Collection entries:
"""

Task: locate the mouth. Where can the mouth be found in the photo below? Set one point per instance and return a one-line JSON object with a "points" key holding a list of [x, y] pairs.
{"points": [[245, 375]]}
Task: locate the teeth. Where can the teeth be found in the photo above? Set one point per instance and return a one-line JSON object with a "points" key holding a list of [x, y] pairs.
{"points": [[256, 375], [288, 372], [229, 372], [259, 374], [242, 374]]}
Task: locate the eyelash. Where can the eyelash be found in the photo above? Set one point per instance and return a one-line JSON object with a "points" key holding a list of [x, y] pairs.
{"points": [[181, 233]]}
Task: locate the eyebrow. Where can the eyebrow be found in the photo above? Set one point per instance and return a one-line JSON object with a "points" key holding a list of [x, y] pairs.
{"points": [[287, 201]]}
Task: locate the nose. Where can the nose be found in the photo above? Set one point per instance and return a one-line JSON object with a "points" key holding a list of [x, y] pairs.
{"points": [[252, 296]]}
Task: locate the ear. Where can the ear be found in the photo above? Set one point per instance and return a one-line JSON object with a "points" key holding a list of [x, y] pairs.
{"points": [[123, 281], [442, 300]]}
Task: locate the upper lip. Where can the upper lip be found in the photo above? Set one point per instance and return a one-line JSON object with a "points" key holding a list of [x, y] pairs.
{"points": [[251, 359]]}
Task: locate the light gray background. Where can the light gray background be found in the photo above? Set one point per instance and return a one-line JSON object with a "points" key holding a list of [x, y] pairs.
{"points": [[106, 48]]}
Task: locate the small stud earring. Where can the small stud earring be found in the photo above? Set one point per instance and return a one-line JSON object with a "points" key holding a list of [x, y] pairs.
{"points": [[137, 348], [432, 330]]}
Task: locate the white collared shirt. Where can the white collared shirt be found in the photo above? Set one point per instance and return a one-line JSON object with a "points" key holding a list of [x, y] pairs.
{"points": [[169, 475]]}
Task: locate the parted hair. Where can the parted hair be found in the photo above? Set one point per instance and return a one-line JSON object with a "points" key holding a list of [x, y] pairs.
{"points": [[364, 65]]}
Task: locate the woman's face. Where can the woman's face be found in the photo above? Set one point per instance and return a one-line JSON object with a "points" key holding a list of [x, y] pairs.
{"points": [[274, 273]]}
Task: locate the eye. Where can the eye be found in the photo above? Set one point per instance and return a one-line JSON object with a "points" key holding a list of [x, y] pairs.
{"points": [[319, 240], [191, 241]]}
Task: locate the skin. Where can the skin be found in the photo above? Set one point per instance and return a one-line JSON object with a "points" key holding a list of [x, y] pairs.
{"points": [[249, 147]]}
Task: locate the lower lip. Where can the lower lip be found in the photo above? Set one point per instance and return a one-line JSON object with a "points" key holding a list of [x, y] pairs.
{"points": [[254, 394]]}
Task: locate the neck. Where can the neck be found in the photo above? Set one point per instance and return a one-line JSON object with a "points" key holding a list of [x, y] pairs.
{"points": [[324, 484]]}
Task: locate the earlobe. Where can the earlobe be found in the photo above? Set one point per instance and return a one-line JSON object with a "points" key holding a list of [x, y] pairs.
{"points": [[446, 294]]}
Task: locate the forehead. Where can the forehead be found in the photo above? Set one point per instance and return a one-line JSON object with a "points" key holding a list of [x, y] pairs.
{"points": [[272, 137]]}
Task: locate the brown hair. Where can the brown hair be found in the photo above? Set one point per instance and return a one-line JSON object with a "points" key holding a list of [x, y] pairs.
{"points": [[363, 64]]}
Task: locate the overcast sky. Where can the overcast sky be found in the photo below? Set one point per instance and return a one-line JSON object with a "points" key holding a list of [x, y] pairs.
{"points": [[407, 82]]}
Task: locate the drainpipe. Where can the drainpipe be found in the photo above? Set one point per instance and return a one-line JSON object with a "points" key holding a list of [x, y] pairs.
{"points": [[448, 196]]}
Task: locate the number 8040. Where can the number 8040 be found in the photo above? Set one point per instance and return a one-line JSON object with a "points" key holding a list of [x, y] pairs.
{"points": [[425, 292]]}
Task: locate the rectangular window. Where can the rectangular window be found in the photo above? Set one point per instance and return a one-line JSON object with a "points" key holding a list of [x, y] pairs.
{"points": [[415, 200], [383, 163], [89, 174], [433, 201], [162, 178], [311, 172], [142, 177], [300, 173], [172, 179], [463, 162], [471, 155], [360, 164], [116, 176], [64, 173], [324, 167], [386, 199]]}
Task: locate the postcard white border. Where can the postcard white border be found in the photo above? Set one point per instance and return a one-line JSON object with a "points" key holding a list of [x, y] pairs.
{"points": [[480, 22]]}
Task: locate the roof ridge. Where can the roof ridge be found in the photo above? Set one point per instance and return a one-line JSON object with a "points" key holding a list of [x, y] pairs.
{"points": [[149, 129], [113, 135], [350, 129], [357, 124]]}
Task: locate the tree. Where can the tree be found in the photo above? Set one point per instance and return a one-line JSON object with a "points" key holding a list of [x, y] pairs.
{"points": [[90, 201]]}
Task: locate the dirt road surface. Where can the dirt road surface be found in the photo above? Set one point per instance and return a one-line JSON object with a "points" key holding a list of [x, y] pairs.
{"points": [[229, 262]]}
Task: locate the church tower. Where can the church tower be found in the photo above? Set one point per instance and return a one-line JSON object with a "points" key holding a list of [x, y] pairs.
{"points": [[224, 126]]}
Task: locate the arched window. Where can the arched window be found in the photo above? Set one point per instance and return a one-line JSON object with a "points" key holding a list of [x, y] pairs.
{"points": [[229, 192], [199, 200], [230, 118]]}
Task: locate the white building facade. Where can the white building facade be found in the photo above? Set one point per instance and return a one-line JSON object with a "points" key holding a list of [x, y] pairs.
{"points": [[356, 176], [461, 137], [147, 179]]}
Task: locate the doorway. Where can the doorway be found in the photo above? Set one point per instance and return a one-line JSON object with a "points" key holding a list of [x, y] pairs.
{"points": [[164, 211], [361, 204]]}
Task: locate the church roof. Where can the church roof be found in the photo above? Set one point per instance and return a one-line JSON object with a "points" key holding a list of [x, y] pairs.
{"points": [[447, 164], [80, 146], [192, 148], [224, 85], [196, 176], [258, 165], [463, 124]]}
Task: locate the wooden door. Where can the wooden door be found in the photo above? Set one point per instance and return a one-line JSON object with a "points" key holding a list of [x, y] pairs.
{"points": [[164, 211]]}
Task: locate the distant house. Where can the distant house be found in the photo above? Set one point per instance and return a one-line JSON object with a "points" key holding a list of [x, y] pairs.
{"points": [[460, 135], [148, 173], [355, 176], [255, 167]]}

"""

Written instruction: Can you rename "one-line JSON object" to "single-line JSON object" in every one of the items above and leave all other wording untouched?

Output of the exercise:
Task: locate the mouth. Where can the mouth be found in the photo below? Set one point per instance and return a single-line JSON object with a "points" key holding a list of [x, y] pairs.
{"points": [[245, 375]]}
Task: locate the teeth. Where can the teeth be found in the photo above? Set one point per instance and return a single-line JSON object with a "points" key holding a list of [x, y] pairs.
{"points": [[256, 375], [288, 372], [229, 372], [259, 374], [242, 374]]}
Task: locate the eyelash. Where can the eyelash be found in the photo above? Set one point per instance and return a single-line JSON object with a "points" key holding a list of [x, y] pairs.
{"points": [[181, 233]]}
Task: locate the eyebrow. Where can the eyebrow be found in the photo above? Set one point per instance and return a single-line JSON object with a "points" key holding a list of [x, y] pairs.
{"points": [[287, 201]]}
Task: locate the nose. Where can the nose be found in the photo above? Set one point per instance and return a single-line JSON object with a "points" key holding a list of [x, y] pairs.
{"points": [[252, 296]]}
Task: locate the ear. Where can the ear be found in the photo above? Set one point per instance and return a single-line JSON object with a "points" key holding a list of [x, y] pairs.
{"points": [[123, 281], [442, 300]]}
Task: locate the upper lip. Where can the upper lip be found in the photo above? Set one point per instance and return a single-line JSON object with a "points" key holding a list of [x, y] pairs.
{"points": [[251, 359]]}
Task: locate the light gray background. Where can the light gray background be found in the photo above? Set one point per instance and return a single-line JSON object with a "points" key holding a list of [x, y] pairs.
{"points": [[106, 48]]}
Task: locate the small stud earring. Where can the small stud earring be found in the photo above? Set one point per instance and return a single-line JSON object with a "points" key holding a list of [x, y] pairs.
{"points": [[137, 348], [432, 330]]}
Task: locate the white collared shirt. Where can the white collared shirt be found in the photo above? Set one point per instance and return a single-line JSON object with a "points" key holding a list of [x, y] pairs.
{"points": [[169, 475]]}
Task: locate the parted hair. Where can the parted hair be found in the photo above? Set one point per instance and return a single-line JSON object with a "points" key holding a list of [x, y] pairs.
{"points": [[364, 65]]}
Task: locate the woman's face. Where can the woman's face be found in the photo above? Set one point per instance and return a single-line JSON object with a "points" key holding a list of [x, y] pairs.
{"points": [[274, 273]]}
Task: locate the eye. Where can the eye be found in the photo above? Set one point per instance and return a single-line JSON object with a "points" key holding a list of [x, y] pairs.
{"points": [[319, 240], [191, 241]]}
Task: locate the skin. Where can the skin be found in the photo above? Set one point per instance and return a single-line JSON object with a "points" key holding a list of [x, y] pairs.
{"points": [[249, 147]]}
Task: locate the lower lip. Where can the lower lip be found in the photo above? Set one point per instance and return a single-line JSON object with a "points" key holding a list of [x, y] pairs.
{"points": [[254, 394]]}
Task: locate the neck. Where can the neck be found in the photo above? Set one point per instance and return a single-line JSON object with a "points" key holding a list of [x, y] pairs.
{"points": [[324, 484]]}
Task: locate the earlobe. Where can the earlobe be found in the photo above? Set one point per instance and return a single-line JSON object with a "points" key holding a list of [x, y] pairs.
{"points": [[446, 294]]}
Task: locate the forehead. Where can the forehead be found in the photo above? Set one point per instance and return a single-line JSON object with a "points" key holding a list of [x, y] pairs.
{"points": [[272, 137]]}
Task: locate the brown hair. Where can the brown hair be found in the photo above? Set one point per instance and return a single-line JSON object with a "points" key holding a list of [x, y] pairs.
{"points": [[363, 64]]}
Task: locate the overcast sky. Where can the overcast sky be found in the photo below? Set one point per instance and return a single-line JSON object with a "points" key holding a list of [x, y] pairs.
{"points": [[407, 82]]}
Task: locate the drainpipe. Where can the drainpipe be found in the photo above? Set one point per instance and return a single-line JSON object with a "points" key holding a list of [x, y] pairs.
{"points": [[448, 196]]}
Task: locate the number 8040. Where can the number 8040 be found in the photo above? Set one point per instance and return a single-line JSON object with a "points" key holding a list of [x, y] pairs.
{"points": [[425, 292]]}
Task: locate the rectangular window. Where can the rectangular window be found in the photo above? Set one point per instance and return a single-line JSON object with a "points" key holding a list of [x, y] pairs.
{"points": [[415, 200], [383, 163], [89, 174], [433, 201], [162, 178], [311, 172], [142, 177], [300, 173], [172, 179], [463, 162], [471, 155], [360, 164], [116, 176], [64, 173], [324, 167], [386, 199]]}
Task: locate the postcard white border. Where can the postcard white border be found in the photo above? Set one point per instance and return a single-line JSON object with a "points" key holding a list of [x, y] pairs.
{"points": [[480, 22]]}
Task: locate the roof ridge. Where can the roof ridge be found in the photo above? Set one point per instance and return a single-line JSON object with a "points" key holding a list of [x, y] pairs.
{"points": [[149, 129], [113, 135], [350, 129], [357, 124]]}
Task: locate the tree. Where can the tree be found in the photo above? Set one point per instance and return a single-line JSON object with a "points" key holding a list of [x, y] pairs.
{"points": [[90, 201]]}
Task: locate the dirt road surface. Where can the dirt road surface be found in the photo above? Set one point per instance and return a single-line JSON object with a "points" key holding a list of [x, y] pairs.
{"points": [[229, 262]]}
Task: locate the church tower. Where can the church tower be found in the photo above? Set one point per instance and return a single-line JSON object with a "points" key holding a list of [x, y] pairs.
{"points": [[224, 126]]}
Task: locate the arched window. Where can the arched window be found in the photo above? Set one point per instance and return a single-line JSON object with a "points" key holding a list of [x, y] pairs.
{"points": [[229, 192], [199, 200], [230, 118]]}
Task: locate the white building facade. Where can the white building facade be found in the photo above? Set one point per instance and return a single-line JSON object with a "points" key holding a list of [x, y] pairs.
{"points": [[356, 176], [461, 137], [147, 179]]}
Task: locate the doorway. Where can the doorway be found in the photo above? Set one point per instance and return a single-line JSON object with a "points" key holding a list of [x, y] pairs.
{"points": [[164, 211], [361, 204]]}
Task: locate the church roof. Where can the church roof be found in the photo above? Set one point per instance and return a single-line JSON object with a "points" key holding a list of [x, y] pairs.
{"points": [[447, 164], [80, 146], [192, 148], [224, 85], [196, 176], [258, 165], [463, 124]]}
Task: locate the wooden door. Where can the wooden door be found in the photo above? Set one point per instance and return a single-line JSON object with a "points" key holding a list of [x, y] pairs.
{"points": [[164, 211]]}
Task: locate the distant house. Where can the distant house be found in the photo above? Set one point per instance and return a single-line JSON object with a "points" key holding a list of [x, y] pairs.
{"points": [[460, 135], [148, 173], [355, 176], [255, 167]]}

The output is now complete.